Textauszug:
::::
# Suche 1440p Gaming Monitor mit 144hz und low input lag (27')



## SchniSchnaSchnappi (2. April 2020)

Hallo alle zusammen, hoffe Ihr seid alle gesund.

Bin momentan auf der Suche nach einem Monitor mit ca. 27 Zoll und 144Hz und einem möglichst geringen Input Lag, da ich einige Shooter spiele.
Preislich sollte er wennmöglich nicht 400-450€ überschreiten. Momentan habe ich auf dem Radar: den MSI Optix MAG271CQR und den ASUS TUF Gaming VG27WQ. 
Derzeit besitze ich einen Samsung U28E690D der nur 60hz besitzt.




Grüße SchniSchnaSchnappi


----------



## PCGH_Manu (2. April 2020)

Ich würde da eher den Asus VG27AQ empfehlen, weil er mit IPS-Panel viel weniger Schlieren hat als das VA-Panel des WQ. Außerdem hat der AQ einen unerreicht niedrigen Input Lag unter einem Frame.


----------



## SchniSchnaSchnappi (2. April 2020)
::::
Anweisungen:
a) Fasse den Absatz „Ich würde da eher den Asus VG27AQ empfehlen …“ aus dem Thread kürzer zusammen und behalte seine wesentlichen Angaben bei.
b) Übertrage aus dem Thread wortgetreu den Abschnitt, der mit „Preislich sollte er“ beginnt und mit „nur 60hz besitzt.“ endet.
c) Welche Bildwiederholrate hat laut Thread der derzeit vorhandene Samsung U28E690D?

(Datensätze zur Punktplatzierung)
::::
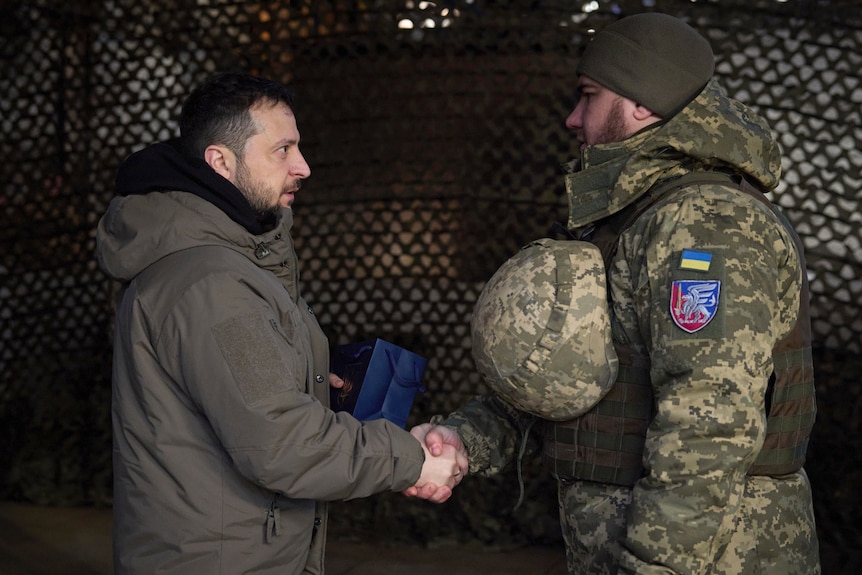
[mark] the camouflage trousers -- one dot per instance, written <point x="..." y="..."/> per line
<point x="774" y="533"/>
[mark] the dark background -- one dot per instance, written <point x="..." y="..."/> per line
<point x="434" y="131"/>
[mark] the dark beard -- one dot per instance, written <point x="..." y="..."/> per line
<point x="266" y="215"/>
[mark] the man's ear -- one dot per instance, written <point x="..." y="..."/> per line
<point x="641" y="113"/>
<point x="221" y="160"/>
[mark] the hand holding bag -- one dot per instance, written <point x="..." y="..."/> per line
<point x="380" y="380"/>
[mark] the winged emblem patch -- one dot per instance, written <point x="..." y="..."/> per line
<point x="693" y="303"/>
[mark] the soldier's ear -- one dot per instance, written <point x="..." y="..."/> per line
<point x="641" y="113"/>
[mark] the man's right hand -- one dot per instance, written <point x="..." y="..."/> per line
<point x="437" y="440"/>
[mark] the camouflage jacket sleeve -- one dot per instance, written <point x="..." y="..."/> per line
<point x="493" y="432"/>
<point x="706" y="282"/>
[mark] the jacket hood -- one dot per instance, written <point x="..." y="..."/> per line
<point x="713" y="132"/>
<point x="162" y="167"/>
<point x="174" y="205"/>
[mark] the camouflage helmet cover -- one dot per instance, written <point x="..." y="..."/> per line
<point x="541" y="331"/>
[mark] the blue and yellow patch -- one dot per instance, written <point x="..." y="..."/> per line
<point x="693" y="260"/>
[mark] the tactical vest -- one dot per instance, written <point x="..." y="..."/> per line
<point x="606" y="444"/>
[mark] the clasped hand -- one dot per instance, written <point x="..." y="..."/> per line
<point x="445" y="465"/>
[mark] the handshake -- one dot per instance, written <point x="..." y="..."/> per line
<point x="445" y="465"/>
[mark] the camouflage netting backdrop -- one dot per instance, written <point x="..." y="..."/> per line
<point x="435" y="133"/>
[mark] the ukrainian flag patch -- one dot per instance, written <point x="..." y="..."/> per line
<point x="692" y="260"/>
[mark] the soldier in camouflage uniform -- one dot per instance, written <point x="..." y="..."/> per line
<point x="692" y="462"/>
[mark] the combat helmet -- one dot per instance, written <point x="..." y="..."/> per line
<point x="541" y="331"/>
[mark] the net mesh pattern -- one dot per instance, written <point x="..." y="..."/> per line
<point x="435" y="132"/>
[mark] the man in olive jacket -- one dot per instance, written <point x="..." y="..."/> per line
<point x="692" y="463"/>
<point x="225" y="450"/>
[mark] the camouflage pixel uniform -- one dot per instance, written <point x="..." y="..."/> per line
<point x="689" y="488"/>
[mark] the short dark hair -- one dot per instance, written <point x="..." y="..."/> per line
<point x="218" y="111"/>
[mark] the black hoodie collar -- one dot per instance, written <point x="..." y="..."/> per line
<point x="162" y="167"/>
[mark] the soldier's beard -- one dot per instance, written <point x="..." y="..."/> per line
<point x="615" y="129"/>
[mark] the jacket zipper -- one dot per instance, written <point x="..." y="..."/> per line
<point x="273" y="519"/>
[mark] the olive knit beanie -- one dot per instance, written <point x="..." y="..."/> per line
<point x="655" y="59"/>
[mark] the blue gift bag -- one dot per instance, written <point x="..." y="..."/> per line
<point x="380" y="380"/>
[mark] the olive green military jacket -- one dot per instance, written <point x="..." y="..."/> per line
<point x="225" y="450"/>
<point x="703" y="284"/>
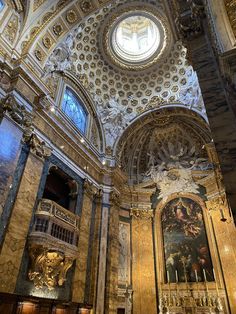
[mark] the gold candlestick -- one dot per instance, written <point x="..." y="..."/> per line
<point x="214" y="277"/>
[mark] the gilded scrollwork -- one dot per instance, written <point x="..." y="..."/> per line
<point x="49" y="268"/>
<point x="38" y="147"/>
<point x="18" y="113"/>
<point x="231" y="11"/>
<point x="115" y="198"/>
<point x="142" y="213"/>
<point x="90" y="188"/>
<point x="10" y="30"/>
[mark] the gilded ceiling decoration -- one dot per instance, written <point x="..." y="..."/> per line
<point x="120" y="96"/>
<point x="231" y="11"/>
<point x="165" y="141"/>
<point x="135" y="36"/>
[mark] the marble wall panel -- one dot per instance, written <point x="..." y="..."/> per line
<point x="16" y="235"/>
<point x="102" y="261"/>
<point x="124" y="254"/>
<point x="10" y="146"/>
<point x="78" y="291"/>
<point x="112" y="262"/>
<point x="143" y="273"/>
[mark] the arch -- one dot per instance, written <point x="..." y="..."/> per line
<point x="139" y="132"/>
<point x="202" y="251"/>
<point x="68" y="79"/>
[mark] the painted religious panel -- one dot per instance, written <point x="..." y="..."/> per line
<point x="187" y="256"/>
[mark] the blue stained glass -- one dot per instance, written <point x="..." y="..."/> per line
<point x="74" y="110"/>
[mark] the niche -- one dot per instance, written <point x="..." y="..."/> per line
<point x="61" y="188"/>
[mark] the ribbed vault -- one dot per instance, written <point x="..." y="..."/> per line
<point x="159" y="132"/>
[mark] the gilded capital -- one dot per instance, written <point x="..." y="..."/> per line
<point x="18" y="113"/>
<point x="38" y="147"/>
<point x="141" y="213"/>
<point x="48" y="267"/>
<point x="89" y="188"/>
<point x="114" y="198"/>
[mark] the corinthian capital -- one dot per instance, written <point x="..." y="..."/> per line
<point x="38" y="147"/>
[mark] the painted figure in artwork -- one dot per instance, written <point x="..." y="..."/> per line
<point x="185" y="241"/>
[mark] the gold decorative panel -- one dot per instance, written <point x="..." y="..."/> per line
<point x="231" y="11"/>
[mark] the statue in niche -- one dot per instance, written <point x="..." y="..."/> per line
<point x="123" y="253"/>
<point x="185" y="242"/>
<point x="114" y="117"/>
<point x="191" y="94"/>
<point x="49" y="268"/>
<point x="61" y="57"/>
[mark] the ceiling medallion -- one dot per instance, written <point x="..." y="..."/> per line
<point x="135" y="37"/>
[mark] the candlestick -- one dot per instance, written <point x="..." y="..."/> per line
<point x="168" y="276"/>
<point x="176" y="276"/>
<point x="214" y="277"/>
<point x="204" y="274"/>
<point x="196" y="277"/>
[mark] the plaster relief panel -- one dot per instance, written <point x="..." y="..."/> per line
<point x="124" y="254"/>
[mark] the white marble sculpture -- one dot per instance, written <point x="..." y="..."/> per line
<point x="171" y="169"/>
<point x="114" y="118"/>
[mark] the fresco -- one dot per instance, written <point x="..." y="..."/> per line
<point x="187" y="256"/>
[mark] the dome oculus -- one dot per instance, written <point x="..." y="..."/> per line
<point x="135" y="38"/>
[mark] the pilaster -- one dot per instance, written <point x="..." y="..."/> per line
<point x="78" y="290"/>
<point x="143" y="269"/>
<point x="16" y="234"/>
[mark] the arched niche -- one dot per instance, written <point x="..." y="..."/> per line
<point x="184" y="240"/>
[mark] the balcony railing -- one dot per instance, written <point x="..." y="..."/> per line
<point x="55" y="221"/>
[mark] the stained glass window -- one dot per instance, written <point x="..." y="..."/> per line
<point x="73" y="108"/>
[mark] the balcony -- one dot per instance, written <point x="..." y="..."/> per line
<point x="52" y="244"/>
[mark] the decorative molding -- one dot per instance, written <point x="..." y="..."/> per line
<point x="49" y="267"/>
<point x="142" y="213"/>
<point x="115" y="198"/>
<point x="38" y="147"/>
<point x="90" y="189"/>
<point x="18" y="113"/>
<point x="231" y="11"/>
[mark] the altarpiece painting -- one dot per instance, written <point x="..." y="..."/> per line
<point x="187" y="256"/>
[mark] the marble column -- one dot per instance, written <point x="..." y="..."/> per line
<point x="102" y="263"/>
<point x="143" y="269"/>
<point x="218" y="105"/>
<point x="112" y="256"/>
<point x="78" y="288"/>
<point x="17" y="231"/>
<point x="94" y="242"/>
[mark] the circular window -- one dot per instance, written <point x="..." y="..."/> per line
<point x="135" y="38"/>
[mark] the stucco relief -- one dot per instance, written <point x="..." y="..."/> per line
<point x="124" y="254"/>
<point x="171" y="168"/>
<point x="114" y="117"/>
<point x="119" y="97"/>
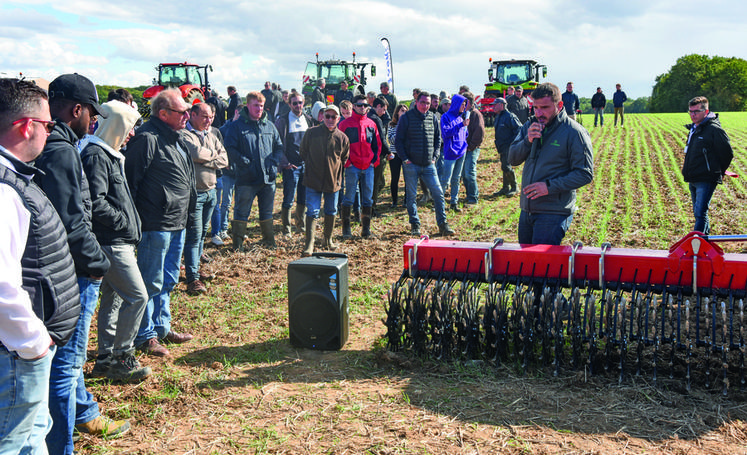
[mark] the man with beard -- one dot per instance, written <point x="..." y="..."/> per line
<point x="558" y="159"/>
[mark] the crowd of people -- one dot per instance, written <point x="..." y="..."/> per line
<point x="102" y="208"/>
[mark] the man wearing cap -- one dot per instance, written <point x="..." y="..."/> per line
<point x="506" y="127"/>
<point x="161" y="177"/>
<point x="365" y="148"/>
<point x="598" y="101"/>
<point x="343" y="94"/>
<point x="324" y="150"/>
<point x="74" y="105"/>
<point x="390" y="98"/>
<point x="518" y="104"/>
<point x="38" y="275"/>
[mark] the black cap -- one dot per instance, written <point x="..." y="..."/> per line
<point x="75" y="87"/>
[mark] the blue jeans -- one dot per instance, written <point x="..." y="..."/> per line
<point x="452" y="172"/>
<point x="352" y="176"/>
<point x="24" y="405"/>
<point x="197" y="225"/>
<point x="265" y="194"/>
<point x="70" y="403"/>
<point x="469" y="173"/>
<point x="701" y="193"/>
<point x="428" y="174"/>
<point x="314" y="203"/>
<point x="293" y="185"/>
<point x="158" y="257"/>
<point x="543" y="228"/>
<point x="599" y="114"/>
<point x="225" y="200"/>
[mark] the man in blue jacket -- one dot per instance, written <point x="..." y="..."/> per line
<point x="557" y="156"/>
<point x="254" y="148"/>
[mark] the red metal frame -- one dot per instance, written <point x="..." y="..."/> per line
<point x="714" y="269"/>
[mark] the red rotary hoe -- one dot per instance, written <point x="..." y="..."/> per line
<point x="606" y="310"/>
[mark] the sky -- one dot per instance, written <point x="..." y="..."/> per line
<point x="436" y="45"/>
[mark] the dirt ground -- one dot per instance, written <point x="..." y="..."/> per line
<point x="240" y="387"/>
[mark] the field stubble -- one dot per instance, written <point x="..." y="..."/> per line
<point x="240" y="387"/>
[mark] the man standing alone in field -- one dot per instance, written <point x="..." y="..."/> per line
<point x="708" y="154"/>
<point x="618" y="100"/>
<point x="558" y="159"/>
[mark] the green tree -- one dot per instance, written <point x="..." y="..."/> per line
<point x="722" y="80"/>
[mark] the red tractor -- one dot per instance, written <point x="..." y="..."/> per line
<point x="189" y="78"/>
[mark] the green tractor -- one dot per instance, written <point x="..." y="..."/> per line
<point x="189" y="78"/>
<point x="509" y="73"/>
<point x="334" y="72"/>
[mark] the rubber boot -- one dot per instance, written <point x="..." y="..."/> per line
<point x="300" y="218"/>
<point x="268" y="235"/>
<point x="285" y="219"/>
<point x="366" y="222"/>
<point x="238" y="231"/>
<point x="506" y="185"/>
<point x="346" y="234"/>
<point x="329" y="227"/>
<point x="310" y="230"/>
<point x="512" y="184"/>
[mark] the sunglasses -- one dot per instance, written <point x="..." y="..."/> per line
<point x="48" y="124"/>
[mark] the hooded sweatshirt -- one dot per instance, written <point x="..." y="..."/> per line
<point x="114" y="216"/>
<point x="453" y="130"/>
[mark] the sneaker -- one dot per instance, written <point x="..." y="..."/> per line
<point x="103" y="363"/>
<point x="104" y="426"/>
<point x="196" y="287"/>
<point x="126" y="368"/>
<point x="154" y="348"/>
<point x="178" y="338"/>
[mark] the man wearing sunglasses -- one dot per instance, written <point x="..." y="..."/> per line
<point x="33" y="235"/>
<point x="365" y="147"/>
<point x="707" y="156"/>
<point x="292" y="126"/>
<point x="74" y="105"/>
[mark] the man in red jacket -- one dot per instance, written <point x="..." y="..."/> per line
<point x="365" y="145"/>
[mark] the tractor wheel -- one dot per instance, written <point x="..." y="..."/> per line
<point x="194" y="97"/>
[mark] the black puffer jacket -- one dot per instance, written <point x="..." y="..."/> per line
<point x="708" y="153"/>
<point x="160" y="177"/>
<point x="66" y="186"/>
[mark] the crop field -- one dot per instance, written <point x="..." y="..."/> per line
<point x="240" y="387"/>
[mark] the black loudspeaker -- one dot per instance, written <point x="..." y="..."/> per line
<point x="318" y="301"/>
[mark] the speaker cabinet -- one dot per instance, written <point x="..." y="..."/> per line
<point x="318" y="301"/>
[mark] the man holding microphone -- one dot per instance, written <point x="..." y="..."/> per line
<point x="558" y="159"/>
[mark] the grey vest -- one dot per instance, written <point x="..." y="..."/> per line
<point x="47" y="267"/>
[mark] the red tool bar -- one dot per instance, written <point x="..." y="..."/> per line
<point x="713" y="267"/>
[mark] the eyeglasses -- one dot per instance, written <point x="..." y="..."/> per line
<point x="184" y="112"/>
<point x="48" y="124"/>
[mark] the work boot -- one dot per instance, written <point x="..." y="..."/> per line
::::
Schriftliche Antworten:
a) Statt des WQ wird der Asus VG27AQ empfohlen. Sein IPS-Panel zeigt deutlich weniger Schlieren als das VA-Panel des WQ, und sein Input Lag liegt unerreicht niedrig unter einem Frame.

b)
Preislich sollte er wennmöglich nicht 400-450€ überschreiten. Momentan habe ich auf dem Radar: den MSI Optix MAG271CQR und den ASUS TUF Gaming VG27WQ. 
Derzeit besitze ich einen Samsung U28E690D der nur 60hz besitzt.

c) Nur 60 Hz.